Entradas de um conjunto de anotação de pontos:

═══

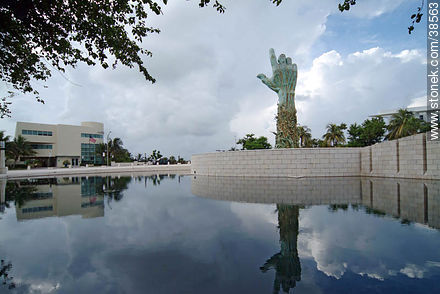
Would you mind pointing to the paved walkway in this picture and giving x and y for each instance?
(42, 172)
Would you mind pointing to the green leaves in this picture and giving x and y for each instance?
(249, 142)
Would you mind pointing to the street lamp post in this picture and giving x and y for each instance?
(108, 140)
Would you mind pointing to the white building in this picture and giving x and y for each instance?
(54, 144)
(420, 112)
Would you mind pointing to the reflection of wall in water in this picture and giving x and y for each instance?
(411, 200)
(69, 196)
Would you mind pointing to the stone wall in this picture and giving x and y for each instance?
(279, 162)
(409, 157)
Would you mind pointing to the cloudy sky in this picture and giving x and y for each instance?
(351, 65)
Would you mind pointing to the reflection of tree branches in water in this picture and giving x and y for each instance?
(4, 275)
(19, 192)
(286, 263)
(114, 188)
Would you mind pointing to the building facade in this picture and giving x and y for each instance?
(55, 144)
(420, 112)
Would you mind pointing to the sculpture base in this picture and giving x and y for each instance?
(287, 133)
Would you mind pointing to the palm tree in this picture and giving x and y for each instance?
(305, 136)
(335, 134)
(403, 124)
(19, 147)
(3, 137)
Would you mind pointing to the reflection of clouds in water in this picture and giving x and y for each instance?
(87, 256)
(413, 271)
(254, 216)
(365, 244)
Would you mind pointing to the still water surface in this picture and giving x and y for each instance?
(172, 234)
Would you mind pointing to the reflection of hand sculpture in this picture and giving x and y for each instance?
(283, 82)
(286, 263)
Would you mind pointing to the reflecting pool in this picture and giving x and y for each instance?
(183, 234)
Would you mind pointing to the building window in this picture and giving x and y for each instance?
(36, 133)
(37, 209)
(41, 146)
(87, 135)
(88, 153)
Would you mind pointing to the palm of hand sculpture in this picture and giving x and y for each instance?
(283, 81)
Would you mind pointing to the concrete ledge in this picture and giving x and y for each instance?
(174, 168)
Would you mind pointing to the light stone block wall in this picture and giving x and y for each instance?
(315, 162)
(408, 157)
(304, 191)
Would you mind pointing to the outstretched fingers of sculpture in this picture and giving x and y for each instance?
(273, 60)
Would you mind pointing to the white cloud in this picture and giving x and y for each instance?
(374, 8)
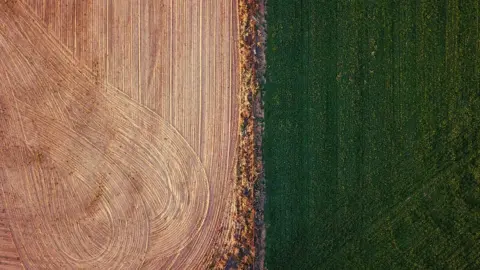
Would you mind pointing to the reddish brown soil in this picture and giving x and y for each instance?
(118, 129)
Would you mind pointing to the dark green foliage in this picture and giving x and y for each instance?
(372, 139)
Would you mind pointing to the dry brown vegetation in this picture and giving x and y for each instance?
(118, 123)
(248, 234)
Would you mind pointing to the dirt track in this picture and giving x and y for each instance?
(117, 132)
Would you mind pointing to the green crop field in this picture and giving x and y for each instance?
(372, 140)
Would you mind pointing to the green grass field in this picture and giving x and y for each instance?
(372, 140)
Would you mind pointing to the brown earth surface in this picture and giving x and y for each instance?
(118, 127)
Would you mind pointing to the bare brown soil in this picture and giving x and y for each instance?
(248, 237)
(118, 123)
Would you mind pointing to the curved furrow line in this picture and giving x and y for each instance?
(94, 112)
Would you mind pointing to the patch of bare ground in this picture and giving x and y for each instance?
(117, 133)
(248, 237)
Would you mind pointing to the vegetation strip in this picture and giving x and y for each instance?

═══

DESCRIÇÃO DA TAREFA — Por favor, reproduza todos os dados acima sem alterar nada e deixe as imagens de fora.

RESPOSTA AO EXERCÍCIO —
Would you mind pointing to the paved walkway in this picture and giving x and y for each instance?
(42, 172)
Would you mind pointing to the green leaves in this picture and giving x and y for each instance?
(249, 142)
Would you mind pointing to the street lamp post in this picture and giving x and y for each instance?
(108, 140)
Would you mind pointing to the white building in this picture and giving x and y for each instance?
(54, 144)
(420, 112)
Would you mind pointing to the reflection of wall in water in this picture and giving x and y for each instance?
(411, 200)
(69, 196)
Would you mind pointing to the stone wall in this picture and giving x and y for each instance?
(279, 162)
(409, 157)
Would you mind pointing to the cloudy sky in this picture and giving x and y for each instance?
(351, 65)
Would you mind pointing to the reflection of tree branches in water in this picture and giving x and y for each instance?
(4, 275)
(19, 192)
(286, 263)
(114, 188)
Would you mind pointing to the building facade in this picture and giving x and y for each instance?
(55, 144)
(420, 112)
Would you mind pointing to the sculpture base in this picture and giving x and y for each instance?
(287, 133)
Would you mind pointing to the palm tree in this picture and giving x and y for each instance?
(305, 136)
(335, 134)
(403, 124)
(19, 147)
(3, 137)
Would you mind pointing to the reflection of clouds in water in this picture and giving x and y for each instance?
(87, 256)
(413, 271)
(254, 216)
(365, 244)
Would you mind pointing to the still water surface in this picture and giving x and y for each instance?
(172, 234)
Would you mind pointing to the reflection of hand sculpture in this picture and giving x and y for each instance?
(283, 82)
(286, 263)
Would you mind pointing to the reflecting pool in this picture and giving x and y for each instance?
(183, 234)
Would you mind pointing to the building window in this picture and giving x and y for each instance?
(36, 133)
(37, 209)
(41, 146)
(87, 135)
(88, 153)
Would you mind pointing to the palm of hand sculpture in this picture and giving x and y for each instance?
(283, 81)
Would you mind pointing to the concrete ledge in this picture and giving x and y for each instance?
(174, 168)
Would you mind pointing to the light stone block wall in this picture and giving x and y for each instance?
(315, 162)
(408, 157)
(304, 191)
Would you mind pointing to the outstretched fingers of sculpture in this picture and giving x and y for each instance?
(273, 60)
Would you mind pointing to the white cloud in this picture and giving x and y for each instance?
(374, 8)
Would you mind pointing to the reddish brown soil in this picture and giving x and y for each instance?
(118, 129)
Would you mind pointing to the dark green foliage in this picture and giving x and y for each instance?
(372, 139)
Would you mind pointing to the dry brown vegetation in this picture and giving x and y for each instance?
(118, 123)
(248, 234)
Would you mind pointing to the dirt track in this picture and giving x and y for each instance?
(117, 132)
Would you mind pointing to the green crop field in this picture and giving x and y for each instance?
(372, 140)
Would you mind pointing to the green grass field in this picture and giving x and y for each instance?
(372, 140)
Would you mind pointing to the brown earth surface in this picture and giving x and y for each instance?
(118, 127)
Would you mind pointing to the bare brown soil in this picture and giving x and y for each instance?
(248, 237)
(118, 123)
Would you mind pointing to the curved furrow line in this picture and giving x and y for each instance?
(94, 112)
Would you mind pointing to the patch of bare ground in this picture and giving x and y for each instance?
(117, 133)
(248, 237)
Would you mind pointing to the vegetation strip in this picture and giving x and y for each instance?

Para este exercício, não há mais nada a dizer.